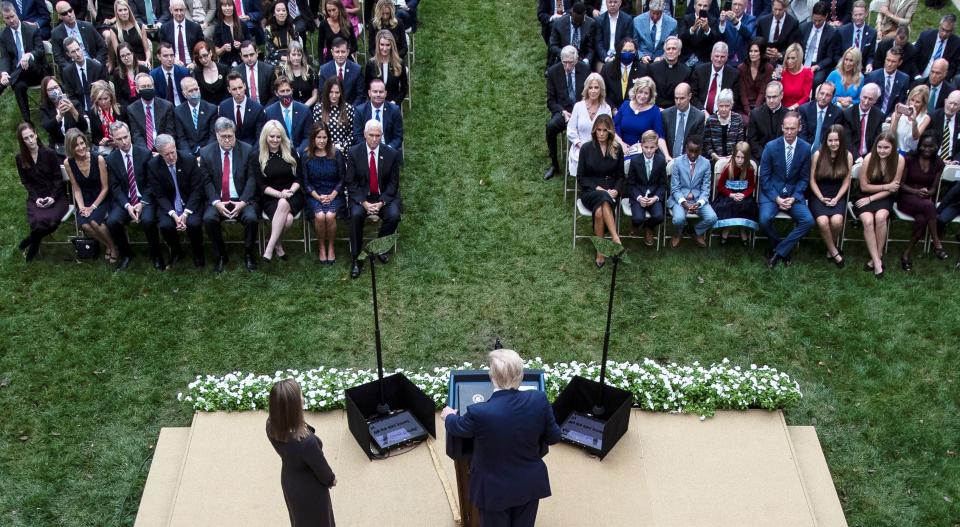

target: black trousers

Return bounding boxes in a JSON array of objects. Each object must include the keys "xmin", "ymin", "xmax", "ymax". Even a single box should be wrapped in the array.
[
  {"xmin": 350, "ymin": 197, "xmax": 400, "ymax": 260},
  {"xmin": 107, "ymin": 203, "xmax": 160, "ymax": 259},
  {"xmin": 203, "ymin": 203, "xmax": 260, "ymax": 259}
]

WRITTEN PROBLEM: Rewrite all the material with "trousers" replaced by "pants" and everything else unchanged. Leave the pictures out of your output.

RESPONSE:
target: black pants

Return bounding boxes in a JSON array of objects. Each object must include the keys "xmin", "ymin", "xmax", "ymax". Even a single box should be wrapped in the array.
[
  {"xmin": 350, "ymin": 197, "xmax": 400, "ymax": 260},
  {"xmin": 107, "ymin": 203, "xmax": 160, "ymax": 259},
  {"xmin": 203, "ymin": 203, "xmax": 260, "ymax": 259}
]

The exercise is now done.